Provided passage:
Beyond Meat Serves Up Double Helping Of Ineptitude
A company like Beyond Meat needs two ingredients: a product that sells, and the ability to manage investors’ expectations. The $9 billion beefless burger maker’s third-quarter earnings showed that it has enough of the former and precious little of the latter.
Beyond Meat’s shares dropped by 29% in after-market trading on Monday, as it served up a loss where analysts expected a profit. The worst of it is that Beyond Meat itself seems to have been blindsided by a sharp slowdown in its sales through retailers. Back in August, the company was trumpeting “an enviable combination of consumer trends.” On Monday, founder and Chief Executive Ethan Brown said that what the company had actually experienced was “a clear and prodigious pattern of consumer panic buying.”

Stored data entries:
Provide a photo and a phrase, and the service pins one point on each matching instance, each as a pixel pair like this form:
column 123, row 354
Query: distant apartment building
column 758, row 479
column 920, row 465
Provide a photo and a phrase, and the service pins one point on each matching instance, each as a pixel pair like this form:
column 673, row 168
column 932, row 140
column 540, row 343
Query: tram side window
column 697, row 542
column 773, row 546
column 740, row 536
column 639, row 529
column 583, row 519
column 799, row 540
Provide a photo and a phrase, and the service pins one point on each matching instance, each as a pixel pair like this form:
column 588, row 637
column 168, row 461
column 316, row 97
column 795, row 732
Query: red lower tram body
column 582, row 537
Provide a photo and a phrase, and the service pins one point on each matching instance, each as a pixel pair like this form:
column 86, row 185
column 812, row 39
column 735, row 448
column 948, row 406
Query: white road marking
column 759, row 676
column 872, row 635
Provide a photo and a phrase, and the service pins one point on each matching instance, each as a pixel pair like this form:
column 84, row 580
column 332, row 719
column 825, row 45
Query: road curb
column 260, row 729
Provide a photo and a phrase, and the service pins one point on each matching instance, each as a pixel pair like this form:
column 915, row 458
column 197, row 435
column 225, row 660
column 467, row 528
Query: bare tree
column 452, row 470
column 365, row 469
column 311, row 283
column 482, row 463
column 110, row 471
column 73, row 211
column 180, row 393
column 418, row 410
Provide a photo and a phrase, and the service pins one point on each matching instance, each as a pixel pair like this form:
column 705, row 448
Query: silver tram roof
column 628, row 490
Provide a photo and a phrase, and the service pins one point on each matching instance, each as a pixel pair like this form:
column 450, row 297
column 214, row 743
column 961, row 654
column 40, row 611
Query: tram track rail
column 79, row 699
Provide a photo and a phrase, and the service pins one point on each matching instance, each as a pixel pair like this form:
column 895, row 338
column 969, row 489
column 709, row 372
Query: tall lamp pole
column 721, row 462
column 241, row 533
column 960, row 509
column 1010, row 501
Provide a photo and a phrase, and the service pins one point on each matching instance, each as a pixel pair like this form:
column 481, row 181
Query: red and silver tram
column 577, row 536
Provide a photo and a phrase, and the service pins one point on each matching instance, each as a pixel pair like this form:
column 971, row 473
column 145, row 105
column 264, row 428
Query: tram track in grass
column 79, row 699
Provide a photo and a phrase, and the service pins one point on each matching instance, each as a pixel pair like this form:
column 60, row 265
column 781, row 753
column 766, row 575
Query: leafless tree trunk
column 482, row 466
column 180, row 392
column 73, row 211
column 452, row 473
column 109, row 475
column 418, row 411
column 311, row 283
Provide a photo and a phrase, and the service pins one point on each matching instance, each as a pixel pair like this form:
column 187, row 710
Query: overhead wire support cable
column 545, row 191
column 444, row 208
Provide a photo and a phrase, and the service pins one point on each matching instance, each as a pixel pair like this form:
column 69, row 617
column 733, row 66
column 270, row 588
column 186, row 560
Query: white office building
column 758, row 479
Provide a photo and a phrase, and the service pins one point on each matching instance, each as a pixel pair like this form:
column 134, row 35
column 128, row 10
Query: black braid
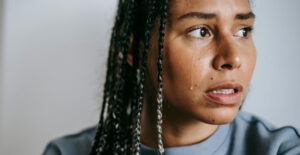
column 119, row 124
column 149, row 24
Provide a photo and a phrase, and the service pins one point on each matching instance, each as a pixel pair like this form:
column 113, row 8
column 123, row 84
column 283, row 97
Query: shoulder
column 260, row 135
column 74, row 144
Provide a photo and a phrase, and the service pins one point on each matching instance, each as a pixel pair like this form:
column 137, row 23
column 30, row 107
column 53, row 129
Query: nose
column 228, row 56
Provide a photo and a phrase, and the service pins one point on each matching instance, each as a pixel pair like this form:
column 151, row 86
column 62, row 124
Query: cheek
column 186, row 69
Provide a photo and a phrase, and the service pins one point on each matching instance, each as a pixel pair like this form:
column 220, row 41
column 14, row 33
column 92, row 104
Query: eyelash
column 247, row 30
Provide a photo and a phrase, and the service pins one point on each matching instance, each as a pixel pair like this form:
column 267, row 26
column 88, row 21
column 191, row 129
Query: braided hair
column 119, row 125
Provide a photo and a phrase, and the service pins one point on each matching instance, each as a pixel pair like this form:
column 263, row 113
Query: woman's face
column 209, row 58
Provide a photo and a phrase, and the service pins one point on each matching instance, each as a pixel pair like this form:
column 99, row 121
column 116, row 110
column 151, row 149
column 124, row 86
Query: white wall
column 53, row 65
column 53, row 68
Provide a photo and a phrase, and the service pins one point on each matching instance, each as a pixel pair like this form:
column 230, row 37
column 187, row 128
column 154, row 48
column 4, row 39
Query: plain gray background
column 52, row 66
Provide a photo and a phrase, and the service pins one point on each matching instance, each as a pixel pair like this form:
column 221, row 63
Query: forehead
column 179, row 7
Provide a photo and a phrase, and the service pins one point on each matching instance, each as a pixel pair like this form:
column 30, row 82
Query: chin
column 219, row 116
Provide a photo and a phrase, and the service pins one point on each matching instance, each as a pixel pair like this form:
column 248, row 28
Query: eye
column 200, row 32
column 243, row 32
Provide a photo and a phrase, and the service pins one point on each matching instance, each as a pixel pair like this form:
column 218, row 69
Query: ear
column 130, row 54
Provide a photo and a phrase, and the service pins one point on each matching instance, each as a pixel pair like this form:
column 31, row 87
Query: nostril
column 226, row 66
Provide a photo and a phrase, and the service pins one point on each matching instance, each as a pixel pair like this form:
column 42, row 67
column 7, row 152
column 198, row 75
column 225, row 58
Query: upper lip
column 229, row 85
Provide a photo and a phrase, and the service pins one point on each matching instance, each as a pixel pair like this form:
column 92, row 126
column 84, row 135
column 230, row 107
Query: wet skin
column 207, row 43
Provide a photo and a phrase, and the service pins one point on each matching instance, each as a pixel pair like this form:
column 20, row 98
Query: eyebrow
column 201, row 15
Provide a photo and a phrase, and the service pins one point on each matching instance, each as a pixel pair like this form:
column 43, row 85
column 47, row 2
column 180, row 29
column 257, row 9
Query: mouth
column 225, row 94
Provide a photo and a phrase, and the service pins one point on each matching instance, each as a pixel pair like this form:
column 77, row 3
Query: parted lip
column 227, row 85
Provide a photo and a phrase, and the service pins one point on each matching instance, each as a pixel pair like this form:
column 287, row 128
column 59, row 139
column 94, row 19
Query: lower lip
column 225, row 99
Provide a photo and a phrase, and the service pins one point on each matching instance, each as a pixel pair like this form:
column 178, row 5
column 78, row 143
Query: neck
column 178, row 129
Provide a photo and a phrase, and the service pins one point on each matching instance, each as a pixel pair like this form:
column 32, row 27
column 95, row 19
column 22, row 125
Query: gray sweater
column 246, row 135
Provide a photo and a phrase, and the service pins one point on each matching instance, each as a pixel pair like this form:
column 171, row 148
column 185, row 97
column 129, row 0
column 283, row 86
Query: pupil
column 245, row 33
column 203, row 32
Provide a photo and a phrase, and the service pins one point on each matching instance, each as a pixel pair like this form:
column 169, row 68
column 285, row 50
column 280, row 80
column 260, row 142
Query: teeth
column 223, row 91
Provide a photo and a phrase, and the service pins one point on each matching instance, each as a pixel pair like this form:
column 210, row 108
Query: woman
column 178, row 72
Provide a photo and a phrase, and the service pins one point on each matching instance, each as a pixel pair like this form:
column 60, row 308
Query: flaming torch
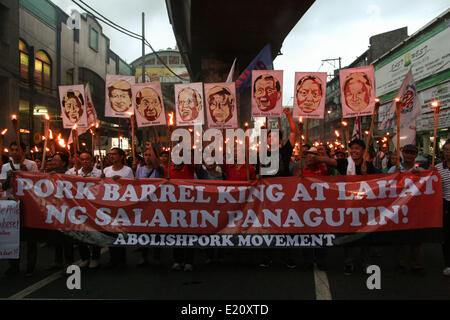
column 435, row 105
column 171, row 124
column 46, row 133
column 398, row 106
column 16, row 128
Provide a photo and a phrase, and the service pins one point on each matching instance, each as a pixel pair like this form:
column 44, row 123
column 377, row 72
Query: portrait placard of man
column 266, row 92
column 148, row 104
column 73, row 105
column 309, row 93
column 119, row 93
column 357, row 91
column 189, row 104
column 220, row 104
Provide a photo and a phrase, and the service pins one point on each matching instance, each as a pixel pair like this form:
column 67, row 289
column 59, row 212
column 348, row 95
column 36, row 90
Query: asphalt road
column 238, row 277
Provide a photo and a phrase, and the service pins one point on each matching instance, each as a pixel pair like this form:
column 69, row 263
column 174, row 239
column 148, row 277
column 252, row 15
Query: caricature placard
column 148, row 104
column 73, row 109
column 309, row 94
column 357, row 91
column 118, row 96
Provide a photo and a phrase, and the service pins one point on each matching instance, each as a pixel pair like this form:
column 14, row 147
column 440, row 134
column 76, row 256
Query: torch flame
column 435, row 104
column 62, row 143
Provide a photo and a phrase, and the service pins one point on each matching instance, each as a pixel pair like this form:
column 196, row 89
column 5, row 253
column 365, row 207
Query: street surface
column 237, row 277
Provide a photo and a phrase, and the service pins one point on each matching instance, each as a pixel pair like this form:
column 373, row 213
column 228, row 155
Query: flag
column 91, row 114
column 409, row 100
column 356, row 130
column 263, row 61
column 231, row 74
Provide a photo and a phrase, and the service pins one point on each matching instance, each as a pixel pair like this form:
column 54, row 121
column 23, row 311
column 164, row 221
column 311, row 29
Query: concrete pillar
column 426, row 143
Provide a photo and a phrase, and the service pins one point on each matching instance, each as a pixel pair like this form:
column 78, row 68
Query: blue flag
column 263, row 61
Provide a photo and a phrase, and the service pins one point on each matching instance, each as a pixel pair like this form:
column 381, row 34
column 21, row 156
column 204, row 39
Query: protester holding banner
column 444, row 170
column 409, row 153
column 151, row 169
column 284, row 158
column 352, row 166
column 63, row 245
column 88, row 170
column 19, row 163
column 118, row 255
column 314, row 168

Tasks for this exercise:
• 1. Can you copy the Beyond Meat article word for word between "Beyond Meat Serves" and "of the latter.", inclusive?
• 2. Using the Beyond Meat article, answer each question:
(a) What dollar value does the article give for the beefless burger maker?
(b) By what percentage did the company's shares fall in after-market trading on Monday?
(c) What phrase was the company using back in August to describe its situation?
• 3. Could you carry the Beyond Meat article forward from its last sentence?
You can disregard the records entirely.

Results of the exercise:
• 1.
Beyond Meat Serves Up Double Helping Of Ineptitude
A company like Beyond Meat needs two ingredients: a product that sells, and the ability to manage investors’ expectations. The $9 billion beefless burger maker’s third-quarter earnings showed that it has enough of the former and precious little of the latter.

• 2.
(a) $9 billion
(b) 29%
(c) "an enviable combination of consumer trends"

• 3.
That was just part of a double helping of ineptitude. Beyond Meat’s shares had fallen earlier in the day as McDonald’s announced its own meatless burger, the “McPlant.” While Beyond Meat says it is collaborating with the fast-food colossus on its new offering, it won’t say exactly what that means. So investors are unable to tell whether the McPlant is an opportunity or a threat. One frustrated analyst on Monday’s earnings call accused Brown of “spooking people” with a lack of substantial information.
If all that mattered were the product, Brown would have a much simpler life. Beyond Meat’s retail sales are still growing roughly 40% a year, after all. More than half of its customers are repeat buyers. And even the slump in restaurant-related sales should improve as Covid-19 eventually recedes since, in better times, Beyond Meat’s growth in sales was fuelled by business from sports arenas, cinemas, casinos, and the like.
Beyond Meat’s gaffes, therefore, say more about why it might be better off if its quarterly mishaps took place away from public view. It traded before Monday’s slump at 14 times estimated revenue – double Facebook’s multiple. But confidence in the growth of a young, one-product company is easy to puncture – say, by a new source of competition, or unforeseen sales wobble. If Beyond Meat were just another division in a giant consumer-goods conglomerate like Unilever or Nestlé, such upsets would barely matter at all. That can’t be lost on the company’s hapless founder.